START SELECTED EXCERPT
Intended for healthcare professionals

News

Covid-19: Hospitals and GP clinics return to universal mask wearing as rates rise

BMJ 2022; 378 doi: https://doi.org/10.1136/bmj.o1712 (Published 11 July 2022) Cite this as: BMJ 2022;378:o1712
  1. Emma Wilkinson
  1. Sheffield

Hospitals and general practices around the country are once more insisting on mask wearing by staff and patients in response to high rates of covid.

Responsibility for infection control decisions over and above national guidance is now a “matter for local discretion,” NHS England confirmed in updated advice in June that underlined the importance of local risk assessments.

Now, just weeks after the rules on wearing masks in healthcare settings were relaxed, many hospitals and individual practices have announced that they are reinstating them.

In Sussex all NHS organisations have reintroduced masks. An announcement from Sussex Integrated Care System said it acted after data showed a 33.3% rise in numbers of people testing positive for SARS-CoV-2 in England.
END SELECTED EXCERPT
**WHAT YOU NEED TO DO**
(1) Reproduce the article on mask wearing verbatim, from "Responsibility for infection" to "are reinstating them.".
(2) List every place name that appears in the article on mask wearing.
The records that come next are not needed.
START EXCERPTED DATA
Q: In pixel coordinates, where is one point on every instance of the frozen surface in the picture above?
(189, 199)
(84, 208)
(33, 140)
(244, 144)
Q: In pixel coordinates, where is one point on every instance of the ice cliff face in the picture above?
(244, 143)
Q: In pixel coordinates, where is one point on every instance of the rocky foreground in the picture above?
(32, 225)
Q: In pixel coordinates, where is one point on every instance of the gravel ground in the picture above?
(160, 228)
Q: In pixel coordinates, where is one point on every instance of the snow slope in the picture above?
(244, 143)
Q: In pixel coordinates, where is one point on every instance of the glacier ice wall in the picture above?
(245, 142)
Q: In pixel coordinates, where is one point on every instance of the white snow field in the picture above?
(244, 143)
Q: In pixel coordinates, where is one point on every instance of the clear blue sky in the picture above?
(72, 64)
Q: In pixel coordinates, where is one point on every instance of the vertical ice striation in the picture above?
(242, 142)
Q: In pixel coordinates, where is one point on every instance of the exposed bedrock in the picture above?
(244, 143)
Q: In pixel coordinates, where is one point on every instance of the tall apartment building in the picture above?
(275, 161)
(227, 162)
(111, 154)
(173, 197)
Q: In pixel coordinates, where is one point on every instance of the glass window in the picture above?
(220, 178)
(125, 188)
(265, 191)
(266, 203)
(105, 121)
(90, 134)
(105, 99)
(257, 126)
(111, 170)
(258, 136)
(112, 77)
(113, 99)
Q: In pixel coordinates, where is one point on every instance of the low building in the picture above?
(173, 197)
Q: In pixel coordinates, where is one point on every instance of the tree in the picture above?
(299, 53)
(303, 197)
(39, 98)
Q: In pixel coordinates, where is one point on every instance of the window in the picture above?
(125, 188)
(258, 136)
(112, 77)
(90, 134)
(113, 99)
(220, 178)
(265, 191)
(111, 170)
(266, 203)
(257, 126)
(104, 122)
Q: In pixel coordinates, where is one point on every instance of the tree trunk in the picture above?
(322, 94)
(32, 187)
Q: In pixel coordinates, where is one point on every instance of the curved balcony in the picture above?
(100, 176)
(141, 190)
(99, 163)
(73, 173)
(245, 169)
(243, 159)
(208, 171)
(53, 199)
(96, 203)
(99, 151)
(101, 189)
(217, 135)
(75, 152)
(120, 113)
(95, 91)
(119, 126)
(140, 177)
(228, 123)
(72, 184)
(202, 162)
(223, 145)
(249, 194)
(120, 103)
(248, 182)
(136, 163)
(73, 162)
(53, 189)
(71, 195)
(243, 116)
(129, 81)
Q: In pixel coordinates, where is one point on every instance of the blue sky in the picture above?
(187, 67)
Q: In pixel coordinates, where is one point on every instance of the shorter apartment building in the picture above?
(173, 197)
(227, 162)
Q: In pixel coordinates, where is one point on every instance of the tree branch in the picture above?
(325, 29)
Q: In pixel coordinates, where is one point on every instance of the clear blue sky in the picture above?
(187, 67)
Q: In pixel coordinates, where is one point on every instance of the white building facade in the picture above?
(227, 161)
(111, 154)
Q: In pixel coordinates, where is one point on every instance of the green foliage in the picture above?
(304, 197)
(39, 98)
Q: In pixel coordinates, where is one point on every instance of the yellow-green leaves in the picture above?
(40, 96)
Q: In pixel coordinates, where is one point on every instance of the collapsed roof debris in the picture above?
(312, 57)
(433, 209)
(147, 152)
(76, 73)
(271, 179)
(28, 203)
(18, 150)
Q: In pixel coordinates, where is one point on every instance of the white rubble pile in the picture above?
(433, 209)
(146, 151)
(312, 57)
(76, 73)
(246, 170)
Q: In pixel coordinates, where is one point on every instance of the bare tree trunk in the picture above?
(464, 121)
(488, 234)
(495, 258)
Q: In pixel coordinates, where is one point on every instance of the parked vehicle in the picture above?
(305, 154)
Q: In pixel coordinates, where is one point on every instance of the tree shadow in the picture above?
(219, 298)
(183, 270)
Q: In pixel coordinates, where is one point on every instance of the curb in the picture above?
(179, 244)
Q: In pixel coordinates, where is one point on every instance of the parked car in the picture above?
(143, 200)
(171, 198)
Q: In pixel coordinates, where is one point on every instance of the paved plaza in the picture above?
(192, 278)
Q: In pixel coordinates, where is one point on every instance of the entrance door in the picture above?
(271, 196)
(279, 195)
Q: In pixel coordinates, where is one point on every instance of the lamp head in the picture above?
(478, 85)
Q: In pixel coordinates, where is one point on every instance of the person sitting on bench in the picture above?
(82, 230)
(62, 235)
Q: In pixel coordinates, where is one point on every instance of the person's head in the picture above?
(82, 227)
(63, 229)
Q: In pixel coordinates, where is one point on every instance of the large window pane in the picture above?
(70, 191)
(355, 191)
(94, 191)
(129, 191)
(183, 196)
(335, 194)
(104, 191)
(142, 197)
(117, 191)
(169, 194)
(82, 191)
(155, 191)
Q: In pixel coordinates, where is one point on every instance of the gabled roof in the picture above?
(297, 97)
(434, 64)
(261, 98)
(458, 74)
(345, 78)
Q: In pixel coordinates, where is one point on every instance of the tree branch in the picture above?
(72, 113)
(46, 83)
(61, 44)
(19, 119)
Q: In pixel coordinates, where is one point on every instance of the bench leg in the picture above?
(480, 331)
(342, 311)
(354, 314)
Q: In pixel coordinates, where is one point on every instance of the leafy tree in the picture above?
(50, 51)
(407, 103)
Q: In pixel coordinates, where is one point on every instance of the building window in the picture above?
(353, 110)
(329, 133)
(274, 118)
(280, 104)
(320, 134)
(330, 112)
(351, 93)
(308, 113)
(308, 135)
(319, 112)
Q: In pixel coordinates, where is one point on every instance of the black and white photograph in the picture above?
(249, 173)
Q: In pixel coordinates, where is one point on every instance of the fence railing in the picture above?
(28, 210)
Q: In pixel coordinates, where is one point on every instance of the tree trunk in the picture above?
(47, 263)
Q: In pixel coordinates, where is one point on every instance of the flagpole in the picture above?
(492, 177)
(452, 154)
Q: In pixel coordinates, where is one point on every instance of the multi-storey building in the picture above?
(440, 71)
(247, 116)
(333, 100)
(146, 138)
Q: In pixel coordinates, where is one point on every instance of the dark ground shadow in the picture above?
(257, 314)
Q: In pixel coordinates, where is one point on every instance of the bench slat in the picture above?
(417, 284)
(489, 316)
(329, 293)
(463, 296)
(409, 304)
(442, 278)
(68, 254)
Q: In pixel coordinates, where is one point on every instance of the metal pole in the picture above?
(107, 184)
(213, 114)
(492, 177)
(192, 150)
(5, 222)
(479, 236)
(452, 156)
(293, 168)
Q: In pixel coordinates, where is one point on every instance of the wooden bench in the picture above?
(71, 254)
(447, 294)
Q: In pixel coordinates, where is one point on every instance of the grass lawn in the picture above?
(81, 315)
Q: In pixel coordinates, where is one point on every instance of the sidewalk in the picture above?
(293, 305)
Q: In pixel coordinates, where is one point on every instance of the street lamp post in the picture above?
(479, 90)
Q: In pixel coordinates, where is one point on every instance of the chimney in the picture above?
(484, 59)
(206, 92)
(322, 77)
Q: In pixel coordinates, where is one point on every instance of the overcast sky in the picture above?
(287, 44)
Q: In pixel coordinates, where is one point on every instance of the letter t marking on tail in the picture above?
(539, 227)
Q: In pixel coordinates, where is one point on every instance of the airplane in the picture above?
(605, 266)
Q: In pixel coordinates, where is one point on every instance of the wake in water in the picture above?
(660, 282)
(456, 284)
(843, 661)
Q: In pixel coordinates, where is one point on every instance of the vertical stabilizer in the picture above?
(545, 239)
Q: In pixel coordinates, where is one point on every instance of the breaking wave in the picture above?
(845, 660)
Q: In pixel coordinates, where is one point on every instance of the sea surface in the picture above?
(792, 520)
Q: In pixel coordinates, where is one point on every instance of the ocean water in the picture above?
END EXCERPTED DATA
**ANSWERS PROVIDED**
(1)
Responsibility for infection control decisions over and above national guidance is now a “matter for local discretion,” NHS England confirmed in updated advice in June that underlined the importance of local risk assessments.

Now, just weeks after the rules on wearing masks in healthcare settings were relaxed, many hospitals and individual practices have announced that they are reinstating them.

(2) Sheffield, Sussex, England